Stored data entries -
----------------------------------------

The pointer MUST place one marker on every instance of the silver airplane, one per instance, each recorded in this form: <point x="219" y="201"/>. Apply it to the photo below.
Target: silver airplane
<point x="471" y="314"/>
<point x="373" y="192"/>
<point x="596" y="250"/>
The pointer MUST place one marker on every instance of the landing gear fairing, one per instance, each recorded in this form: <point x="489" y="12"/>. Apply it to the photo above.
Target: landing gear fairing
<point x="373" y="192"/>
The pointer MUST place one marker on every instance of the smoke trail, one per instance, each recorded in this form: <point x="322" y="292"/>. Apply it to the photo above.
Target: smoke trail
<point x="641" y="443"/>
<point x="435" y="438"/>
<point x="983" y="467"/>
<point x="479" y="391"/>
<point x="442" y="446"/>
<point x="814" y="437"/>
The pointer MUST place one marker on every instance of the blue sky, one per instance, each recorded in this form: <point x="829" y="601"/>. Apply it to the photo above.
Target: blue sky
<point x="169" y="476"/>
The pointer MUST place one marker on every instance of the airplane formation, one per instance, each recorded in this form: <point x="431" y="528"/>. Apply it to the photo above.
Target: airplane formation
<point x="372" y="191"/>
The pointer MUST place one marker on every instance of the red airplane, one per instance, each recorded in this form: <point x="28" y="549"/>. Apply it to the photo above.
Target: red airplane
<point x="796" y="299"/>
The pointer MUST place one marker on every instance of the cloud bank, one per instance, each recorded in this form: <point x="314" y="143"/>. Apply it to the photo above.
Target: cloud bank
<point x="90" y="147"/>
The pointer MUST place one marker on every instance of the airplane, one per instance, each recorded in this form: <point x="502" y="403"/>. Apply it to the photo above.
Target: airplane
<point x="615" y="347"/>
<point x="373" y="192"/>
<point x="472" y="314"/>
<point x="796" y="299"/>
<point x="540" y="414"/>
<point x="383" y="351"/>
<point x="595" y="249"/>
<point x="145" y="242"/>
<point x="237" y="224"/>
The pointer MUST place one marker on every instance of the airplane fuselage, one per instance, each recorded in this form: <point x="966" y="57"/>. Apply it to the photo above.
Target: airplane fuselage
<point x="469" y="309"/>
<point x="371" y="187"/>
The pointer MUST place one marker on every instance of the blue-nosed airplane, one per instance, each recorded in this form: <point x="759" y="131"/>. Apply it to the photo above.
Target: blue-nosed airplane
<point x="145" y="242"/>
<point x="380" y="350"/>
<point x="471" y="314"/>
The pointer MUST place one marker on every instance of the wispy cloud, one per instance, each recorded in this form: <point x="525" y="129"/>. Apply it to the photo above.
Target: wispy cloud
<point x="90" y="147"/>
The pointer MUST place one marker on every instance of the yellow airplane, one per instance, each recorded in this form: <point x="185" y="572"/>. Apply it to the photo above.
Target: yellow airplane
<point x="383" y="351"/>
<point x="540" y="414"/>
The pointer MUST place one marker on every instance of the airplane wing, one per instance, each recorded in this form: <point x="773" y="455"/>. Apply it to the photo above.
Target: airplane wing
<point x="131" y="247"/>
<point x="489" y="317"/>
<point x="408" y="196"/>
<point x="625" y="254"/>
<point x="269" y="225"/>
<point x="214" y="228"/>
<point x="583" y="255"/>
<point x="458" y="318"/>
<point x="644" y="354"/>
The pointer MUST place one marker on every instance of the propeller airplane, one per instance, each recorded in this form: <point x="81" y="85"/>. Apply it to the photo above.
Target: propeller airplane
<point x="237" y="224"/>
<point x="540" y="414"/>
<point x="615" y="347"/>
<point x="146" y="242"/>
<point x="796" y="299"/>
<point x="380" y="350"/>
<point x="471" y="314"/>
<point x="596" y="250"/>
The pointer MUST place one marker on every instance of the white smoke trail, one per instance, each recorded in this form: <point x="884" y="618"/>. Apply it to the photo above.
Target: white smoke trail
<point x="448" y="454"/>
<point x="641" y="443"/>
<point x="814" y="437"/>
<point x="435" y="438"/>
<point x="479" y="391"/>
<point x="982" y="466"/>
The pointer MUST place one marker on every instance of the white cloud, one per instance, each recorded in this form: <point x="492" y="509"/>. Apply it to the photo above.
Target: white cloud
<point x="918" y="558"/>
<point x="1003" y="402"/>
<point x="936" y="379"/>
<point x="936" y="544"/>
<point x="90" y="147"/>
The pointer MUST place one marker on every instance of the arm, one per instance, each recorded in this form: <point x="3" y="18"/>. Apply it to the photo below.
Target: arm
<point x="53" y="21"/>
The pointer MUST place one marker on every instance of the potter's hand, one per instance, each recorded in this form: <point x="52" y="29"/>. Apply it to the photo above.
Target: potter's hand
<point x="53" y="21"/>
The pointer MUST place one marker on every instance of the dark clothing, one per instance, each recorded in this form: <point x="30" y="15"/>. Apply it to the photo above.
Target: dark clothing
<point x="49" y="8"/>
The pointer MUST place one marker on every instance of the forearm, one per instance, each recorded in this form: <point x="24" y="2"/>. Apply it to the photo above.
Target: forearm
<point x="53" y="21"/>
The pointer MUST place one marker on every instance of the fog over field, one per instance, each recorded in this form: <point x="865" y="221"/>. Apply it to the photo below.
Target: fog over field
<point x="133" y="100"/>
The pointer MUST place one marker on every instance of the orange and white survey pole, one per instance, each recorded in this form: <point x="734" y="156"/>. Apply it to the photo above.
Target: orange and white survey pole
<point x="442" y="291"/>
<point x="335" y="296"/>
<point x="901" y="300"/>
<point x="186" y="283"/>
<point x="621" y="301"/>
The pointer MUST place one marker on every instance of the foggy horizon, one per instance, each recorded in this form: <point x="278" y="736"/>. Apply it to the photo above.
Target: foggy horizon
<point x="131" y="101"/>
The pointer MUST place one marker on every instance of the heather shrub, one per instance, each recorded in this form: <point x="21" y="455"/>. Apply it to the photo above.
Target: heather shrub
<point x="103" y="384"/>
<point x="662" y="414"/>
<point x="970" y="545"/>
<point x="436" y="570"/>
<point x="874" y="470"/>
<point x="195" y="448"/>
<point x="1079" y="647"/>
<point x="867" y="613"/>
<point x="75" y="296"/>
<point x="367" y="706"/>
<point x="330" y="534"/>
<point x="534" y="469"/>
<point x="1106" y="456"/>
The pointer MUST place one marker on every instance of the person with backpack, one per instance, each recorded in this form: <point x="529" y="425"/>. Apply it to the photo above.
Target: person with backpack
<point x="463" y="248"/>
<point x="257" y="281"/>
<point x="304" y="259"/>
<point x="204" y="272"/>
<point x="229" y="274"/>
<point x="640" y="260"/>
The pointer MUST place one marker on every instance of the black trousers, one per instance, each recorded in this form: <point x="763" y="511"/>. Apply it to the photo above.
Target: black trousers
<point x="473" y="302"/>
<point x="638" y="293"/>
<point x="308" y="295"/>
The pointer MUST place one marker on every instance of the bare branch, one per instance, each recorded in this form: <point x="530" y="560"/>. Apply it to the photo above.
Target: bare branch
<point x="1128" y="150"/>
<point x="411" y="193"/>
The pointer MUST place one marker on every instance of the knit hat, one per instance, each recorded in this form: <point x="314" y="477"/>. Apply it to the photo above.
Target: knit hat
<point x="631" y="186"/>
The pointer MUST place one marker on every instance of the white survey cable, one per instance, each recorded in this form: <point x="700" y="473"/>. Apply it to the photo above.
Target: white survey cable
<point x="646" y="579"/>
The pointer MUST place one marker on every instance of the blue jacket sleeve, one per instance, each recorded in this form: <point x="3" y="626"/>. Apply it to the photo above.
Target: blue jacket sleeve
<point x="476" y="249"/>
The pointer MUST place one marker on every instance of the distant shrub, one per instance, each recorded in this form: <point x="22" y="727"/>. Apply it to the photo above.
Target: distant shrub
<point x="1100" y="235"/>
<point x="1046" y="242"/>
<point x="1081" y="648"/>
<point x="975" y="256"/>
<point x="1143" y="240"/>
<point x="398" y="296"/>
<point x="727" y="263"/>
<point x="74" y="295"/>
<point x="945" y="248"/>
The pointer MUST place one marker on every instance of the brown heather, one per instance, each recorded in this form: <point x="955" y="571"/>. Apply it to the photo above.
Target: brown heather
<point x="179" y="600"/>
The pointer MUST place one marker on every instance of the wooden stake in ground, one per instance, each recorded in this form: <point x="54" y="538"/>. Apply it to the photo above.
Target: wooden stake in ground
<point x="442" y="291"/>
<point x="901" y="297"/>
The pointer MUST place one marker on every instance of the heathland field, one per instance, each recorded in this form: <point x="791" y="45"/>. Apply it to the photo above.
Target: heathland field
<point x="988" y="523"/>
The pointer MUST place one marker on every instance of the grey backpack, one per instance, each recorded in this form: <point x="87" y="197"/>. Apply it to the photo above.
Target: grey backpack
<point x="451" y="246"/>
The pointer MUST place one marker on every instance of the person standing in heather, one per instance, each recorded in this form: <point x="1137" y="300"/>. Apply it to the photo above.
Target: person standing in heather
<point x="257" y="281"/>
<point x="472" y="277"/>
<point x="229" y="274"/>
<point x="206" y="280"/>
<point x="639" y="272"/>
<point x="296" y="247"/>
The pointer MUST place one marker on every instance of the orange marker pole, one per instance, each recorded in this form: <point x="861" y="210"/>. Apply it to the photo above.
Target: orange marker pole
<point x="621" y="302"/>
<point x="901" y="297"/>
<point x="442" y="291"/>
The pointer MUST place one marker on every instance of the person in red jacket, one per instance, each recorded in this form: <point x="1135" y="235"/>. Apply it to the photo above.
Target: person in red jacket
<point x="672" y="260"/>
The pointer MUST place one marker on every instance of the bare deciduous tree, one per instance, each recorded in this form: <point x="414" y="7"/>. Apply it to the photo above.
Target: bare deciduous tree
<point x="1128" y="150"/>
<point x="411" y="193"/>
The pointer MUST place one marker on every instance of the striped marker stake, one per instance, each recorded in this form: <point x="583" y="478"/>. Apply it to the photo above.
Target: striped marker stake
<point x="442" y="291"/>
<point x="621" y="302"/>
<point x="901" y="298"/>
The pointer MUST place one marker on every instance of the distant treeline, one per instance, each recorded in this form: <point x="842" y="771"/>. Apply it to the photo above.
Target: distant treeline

----------------------------------------

YOUR ASSIGNMENT -
Count every line of the data above that includes the word "treeline", then state the total and nothing more.

ANSWER SECTION -
2